▶ **The request**:
Rewrite the listing below with every "one point per instance" changed to "one point for each instance", keeping all other text the same.

▶ **Material supplied**:
- - - - -
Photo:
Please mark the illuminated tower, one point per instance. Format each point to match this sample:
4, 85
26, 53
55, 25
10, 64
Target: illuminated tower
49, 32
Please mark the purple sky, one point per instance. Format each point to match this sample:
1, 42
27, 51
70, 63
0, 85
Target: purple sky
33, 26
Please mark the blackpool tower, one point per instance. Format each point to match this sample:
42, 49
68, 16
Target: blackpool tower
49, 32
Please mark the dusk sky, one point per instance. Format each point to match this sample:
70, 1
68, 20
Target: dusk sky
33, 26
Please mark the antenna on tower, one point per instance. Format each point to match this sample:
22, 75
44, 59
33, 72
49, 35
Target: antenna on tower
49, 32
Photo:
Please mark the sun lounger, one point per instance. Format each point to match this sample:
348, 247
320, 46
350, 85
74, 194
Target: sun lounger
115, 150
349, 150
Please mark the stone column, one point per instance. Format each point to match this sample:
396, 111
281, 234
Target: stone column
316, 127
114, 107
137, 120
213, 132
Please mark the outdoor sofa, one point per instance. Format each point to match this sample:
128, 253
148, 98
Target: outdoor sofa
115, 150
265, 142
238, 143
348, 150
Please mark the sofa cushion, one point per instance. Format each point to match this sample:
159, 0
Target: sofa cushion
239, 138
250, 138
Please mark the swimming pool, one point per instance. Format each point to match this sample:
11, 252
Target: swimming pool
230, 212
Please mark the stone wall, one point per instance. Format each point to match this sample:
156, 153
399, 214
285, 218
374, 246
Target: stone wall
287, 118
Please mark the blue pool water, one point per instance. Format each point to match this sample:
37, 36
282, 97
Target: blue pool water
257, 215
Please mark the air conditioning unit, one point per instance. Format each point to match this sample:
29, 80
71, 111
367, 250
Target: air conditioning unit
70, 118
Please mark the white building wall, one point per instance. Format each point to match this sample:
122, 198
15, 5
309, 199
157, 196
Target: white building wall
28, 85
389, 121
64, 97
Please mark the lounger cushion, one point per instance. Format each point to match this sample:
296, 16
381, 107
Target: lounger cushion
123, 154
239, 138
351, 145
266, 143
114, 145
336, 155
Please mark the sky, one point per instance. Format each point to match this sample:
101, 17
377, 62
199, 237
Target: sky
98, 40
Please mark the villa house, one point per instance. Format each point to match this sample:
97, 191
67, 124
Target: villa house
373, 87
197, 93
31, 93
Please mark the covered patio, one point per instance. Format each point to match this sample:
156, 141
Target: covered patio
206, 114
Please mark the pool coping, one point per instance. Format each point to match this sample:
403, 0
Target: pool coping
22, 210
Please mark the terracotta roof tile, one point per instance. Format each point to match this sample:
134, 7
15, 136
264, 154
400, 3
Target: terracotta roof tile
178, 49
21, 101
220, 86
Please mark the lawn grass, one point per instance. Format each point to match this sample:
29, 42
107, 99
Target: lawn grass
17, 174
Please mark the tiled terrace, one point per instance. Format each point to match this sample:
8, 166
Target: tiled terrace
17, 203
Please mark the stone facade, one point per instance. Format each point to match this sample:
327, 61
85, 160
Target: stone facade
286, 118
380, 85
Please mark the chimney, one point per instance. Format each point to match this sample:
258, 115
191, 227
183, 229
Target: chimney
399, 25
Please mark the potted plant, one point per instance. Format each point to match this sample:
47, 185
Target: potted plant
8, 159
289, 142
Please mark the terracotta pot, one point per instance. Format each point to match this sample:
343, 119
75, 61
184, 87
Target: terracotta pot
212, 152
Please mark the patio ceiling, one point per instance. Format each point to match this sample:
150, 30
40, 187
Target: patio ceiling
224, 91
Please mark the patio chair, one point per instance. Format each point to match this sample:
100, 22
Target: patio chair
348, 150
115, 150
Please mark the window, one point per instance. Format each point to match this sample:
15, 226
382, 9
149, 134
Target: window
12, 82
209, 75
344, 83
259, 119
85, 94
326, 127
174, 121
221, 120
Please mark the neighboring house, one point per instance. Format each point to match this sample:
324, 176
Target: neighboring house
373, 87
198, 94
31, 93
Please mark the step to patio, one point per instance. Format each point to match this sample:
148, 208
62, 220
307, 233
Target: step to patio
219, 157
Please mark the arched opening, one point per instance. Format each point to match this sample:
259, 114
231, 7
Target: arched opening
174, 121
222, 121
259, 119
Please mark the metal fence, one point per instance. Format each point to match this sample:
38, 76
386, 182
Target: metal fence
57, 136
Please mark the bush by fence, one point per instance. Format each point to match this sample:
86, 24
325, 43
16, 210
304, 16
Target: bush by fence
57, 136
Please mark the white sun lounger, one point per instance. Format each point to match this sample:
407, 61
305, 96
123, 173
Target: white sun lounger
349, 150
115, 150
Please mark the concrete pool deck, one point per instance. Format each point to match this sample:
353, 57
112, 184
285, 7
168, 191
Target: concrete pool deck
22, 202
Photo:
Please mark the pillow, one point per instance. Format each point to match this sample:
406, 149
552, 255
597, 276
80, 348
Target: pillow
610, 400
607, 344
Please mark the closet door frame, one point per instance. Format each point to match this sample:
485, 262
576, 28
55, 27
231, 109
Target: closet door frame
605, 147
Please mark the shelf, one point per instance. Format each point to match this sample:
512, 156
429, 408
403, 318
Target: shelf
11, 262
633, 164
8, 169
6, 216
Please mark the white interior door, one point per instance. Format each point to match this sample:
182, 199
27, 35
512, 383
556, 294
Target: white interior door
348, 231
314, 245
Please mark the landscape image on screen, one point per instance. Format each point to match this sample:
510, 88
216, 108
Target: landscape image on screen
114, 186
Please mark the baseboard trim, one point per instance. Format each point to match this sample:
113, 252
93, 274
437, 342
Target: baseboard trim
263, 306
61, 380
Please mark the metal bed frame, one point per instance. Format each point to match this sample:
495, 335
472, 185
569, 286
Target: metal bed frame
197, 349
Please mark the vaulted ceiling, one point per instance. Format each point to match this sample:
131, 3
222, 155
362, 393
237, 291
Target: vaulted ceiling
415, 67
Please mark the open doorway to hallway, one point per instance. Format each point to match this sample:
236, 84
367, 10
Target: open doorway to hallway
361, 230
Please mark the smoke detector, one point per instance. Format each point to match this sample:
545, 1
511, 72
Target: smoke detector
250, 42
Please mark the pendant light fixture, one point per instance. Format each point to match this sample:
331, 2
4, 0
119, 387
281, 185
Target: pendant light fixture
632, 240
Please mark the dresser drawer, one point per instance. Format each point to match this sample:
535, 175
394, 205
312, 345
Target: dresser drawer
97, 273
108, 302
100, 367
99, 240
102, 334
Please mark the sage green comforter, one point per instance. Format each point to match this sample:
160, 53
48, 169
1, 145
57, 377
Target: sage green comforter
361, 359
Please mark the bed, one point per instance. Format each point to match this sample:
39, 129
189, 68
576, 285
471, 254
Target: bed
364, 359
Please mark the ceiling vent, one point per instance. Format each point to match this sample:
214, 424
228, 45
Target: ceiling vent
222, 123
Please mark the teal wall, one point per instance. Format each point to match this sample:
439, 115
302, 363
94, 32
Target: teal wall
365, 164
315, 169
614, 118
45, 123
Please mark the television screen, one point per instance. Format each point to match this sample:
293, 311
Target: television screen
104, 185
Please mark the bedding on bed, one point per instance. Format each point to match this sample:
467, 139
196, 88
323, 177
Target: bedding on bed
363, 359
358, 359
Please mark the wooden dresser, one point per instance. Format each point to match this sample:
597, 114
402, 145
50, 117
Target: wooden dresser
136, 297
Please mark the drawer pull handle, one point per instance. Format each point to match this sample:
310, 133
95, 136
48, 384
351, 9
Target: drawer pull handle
- - - - -
▶ **The result**:
Photo:
Please mark the illuminated tower, one point for each instance. Format each point to match this sample:
4, 85
26, 53
55, 25
10, 64
Target: illuminated tower
49, 32
Please mark the purple sky, one point for each instance. Format each point to match this sample:
1, 42
27, 51
70, 63
0, 85
Target: purple sky
33, 26
Please mark the blackpool tower, one point for each instance. Format each point to match this sample:
42, 49
68, 16
Target: blackpool tower
49, 32
Please mark the dusk sky, one point for each instance. Format each point to match this sample:
70, 1
68, 20
Target: dusk sky
33, 26
Please mark the antenna on tower, one point for each instance. Format each point to match this sample:
22, 75
44, 59
33, 72
49, 35
Target: antenna on tower
49, 32
Photo:
Please mark the sun lounger, one point for each instance. Format each point to match this sample:
348, 247
320, 46
350, 85
74, 194
Target: sun lounger
115, 150
349, 150
Please mark the stone column, one point for each instance. Format each point to match this sample:
396, 111
281, 234
Target: stone column
316, 127
114, 107
137, 120
213, 132
Please mark the outdoor sofa, one point for each instance. Format each point to match this sample:
128, 253
148, 98
Target: outdoor sofa
115, 150
265, 142
238, 143
348, 150
Please mark the sofa cushion, one point for each instance. Format each point to match this sample:
159, 0
Target: sofa cushion
239, 138
250, 138
Please mark the swimming pool, one point for each instance. Format each point to match this sample:
11, 252
Target: swimming pool
230, 212
Please mark the stone wall, one point for each instance. Format each point to match this sample:
156, 153
399, 214
285, 218
374, 246
Target: stone wall
287, 118
Please mark the blue pool water, one point for each instance. Format each point to match this sample:
37, 36
282, 97
Target: blue pool water
257, 215
Please mark the air conditioning unit, one point for each instance. Format each point to match this sample:
29, 80
71, 111
367, 250
Target: air conditioning unit
70, 118
Please mark the white building wall, one point for each instance. Format each point to match this sample:
122, 198
15, 5
309, 199
157, 196
Target: white building wall
28, 85
389, 121
64, 97
Please mark the lounger cushion, one point for each instance. Format each point to match this sample:
296, 16
381, 107
Target: lounger cushion
123, 154
239, 138
351, 145
266, 143
114, 145
336, 155
Please mark the sky, one point for each instance. Format each point to match this sample:
101, 17
377, 62
199, 237
Target: sky
98, 40
Please mark the villa house, one point for each instance. Format each point to match this sample:
97, 191
67, 124
Target: villa house
373, 87
197, 93
31, 93
Please mark the covered patio, one point for each instance. Format each point to match this sample:
156, 141
Target: covered patio
206, 114
Please mark the pool coping, one point for each instance. Format each point to match this sample:
403, 0
Target: pool coping
22, 210
Please mark the terracotta roof tile, one point for each instance. Format each point to match this sample:
134, 7
15, 136
264, 154
400, 3
Target: terracotta roof tile
178, 49
21, 101
220, 86
Please mark the lawn grass, one point for each instance. Format each point to match this sample:
29, 42
107, 99
Target: lawn grass
17, 174
Please mark the tiled terrace, one point for each instance. Format each point to match this sample:
8, 166
Target: tiled terrace
17, 203
Please mark the stone facade, one point for each instance. Format each point to match this sample:
327, 61
85, 160
Target: stone facade
286, 118
380, 85
Please mark the chimney, one point for each instance. Format each point to match this sample:
258, 115
191, 227
183, 229
Target: chimney
399, 25
Please mark the potted plant, one point for each instance. Format each point to match this sample:
47, 185
Target: potted plant
8, 159
289, 142
Please mark the terracotta pot, one point for each instance. Format each point to match this sample:
343, 119
75, 61
184, 87
Target: terracotta pot
212, 152
Please mark the patio ceiling, one point for each instance. Format each point to match this sample:
150, 30
40, 187
Target: patio ceiling
224, 91
Please mark the patio chair, one point for each instance. Format each point to match this sample:
100, 22
Target: patio chair
348, 150
115, 150
Please mark the window, one point for each instance. Format each point to match this sample:
15, 226
382, 9
149, 134
Target: window
12, 82
209, 75
344, 83
259, 119
85, 94
326, 127
174, 121
221, 120
Please mark the neighboring house, one point for each instance. Format each point to match this sample:
324, 176
Target: neighboring house
373, 87
198, 94
31, 93
Please mark the step to patio, one point for each instance. Format each point to match this sample:
148, 208
62, 220
307, 233
Target: step to patio
219, 157
Please mark the arched opening, one point for each instance. Format each point to match this sample:
259, 114
231, 7
Target: arched opening
174, 121
222, 121
259, 119
Please mark the metal fence, one point for each instance. Format each point to match this sample:
38, 76
386, 182
Target: metal fence
57, 136
Please mark the bush by fence, one point for each instance. Format each point to match this sample:
86, 24
325, 43
16, 210
304, 16
Target: bush by fence
57, 136
Please mark the white sun lounger, one point for each instance. Format each point to match this sample:
407, 61
305, 96
123, 173
Target: white sun lounger
349, 150
115, 150
Please mark the concrete pool deck, one point for each instance. Format each point to match this sample:
353, 57
112, 184
285, 7
168, 191
Target: concrete pool deck
22, 202
Photo:
Please mark the pillow, one point for each instance. Format each point to match this sample:
406, 149
552, 255
597, 276
80, 348
Target: pillow
610, 400
607, 344
Please mark the closet door frame, one point for each instance. Format each point to match this sample:
485, 262
576, 28
55, 27
231, 109
Target: closet door frame
605, 147
Please mark the shelf, one point for each instance. Format each point to match this sample:
512, 156
429, 408
403, 318
Target: shelf
11, 262
633, 164
8, 169
6, 216
Please mark the white interior door, one point for each instance. Format each point to match this sample:
182, 199
27, 35
512, 383
556, 294
Target: white interior door
348, 231
314, 245
Please mark the landscape image on screen, one point for each instance. Format each point to match this sample:
510, 88
216, 108
Target: landscape image on screen
114, 186
Please mark the baseboard trim, one point for each instance. Format each point to match this sample:
113, 252
93, 274
437, 342
Target: baseboard trim
263, 306
61, 380
Please mark the metal bed frame, one point for each instance. Format each point to match this sample:
495, 335
472, 185
569, 286
Target: metal bed frame
197, 349
Please mark the vaulted ceiling, one point for each instance. Format each point to match this sample:
131, 3
222, 155
362, 393
237, 291
Target: vaulted ceiling
415, 67
Please mark the open doorway to hallway, one point for each instance. Format each point to match this sample:
236, 84
367, 10
Target: open doorway to hallway
361, 230
Please mark the smoke detector, one point for each instance. Format each point to match this sample:
545, 1
511, 72
Target: smoke detector
250, 42
Please mark the pendant light fixture, one point for each instance. Format each point to match this sample:
331, 2
4, 0
119, 387
281, 185
Target: pendant light fixture
632, 240
Please mark the dresser drawer, one point for each instance. Format each point to match this sample:
535, 175
394, 205
312, 345
Target: dresser drawer
97, 273
108, 302
100, 367
99, 240
102, 334
Please mark the sage green comforter, one point for each instance. Format each point to match this sample:
160, 53
48, 169
1, 145
57, 377
Target: sage green comforter
361, 359
Please mark the bed, one point for each instance. Format each point to match this sample:
39, 129
189, 68
576, 285
471, 254
Target: bed
364, 359
Please mark the ceiling vent, one point for each instance. Format each point to match this sample:
214, 424
228, 45
Target: ceiling vent
222, 123
Please mark the teal wall, one point for each instance. Format each point to match this sample:
439, 115
302, 363
94, 32
Target: teal wall
365, 164
315, 169
614, 118
45, 123
Please mark the television screen, one point for each instance. Format each point to match this sample:
293, 311
Target: television screen
104, 185
Please mark the bedding on bed, one point for each instance. Format each point to match this sample:
467, 139
196, 88
323, 177
Target: bedding on bed
363, 359
358, 359
Please mark the wooden dresser, one point for each instance. Format each point to match this sample:
597, 114
402, 145
50, 117
Target: wooden dresser
136, 297
Please mark the drawer pull handle, one point for each instance. Format each point to match this sample:
310, 133
95, 136
48, 384
351, 9
Target: drawer pull handle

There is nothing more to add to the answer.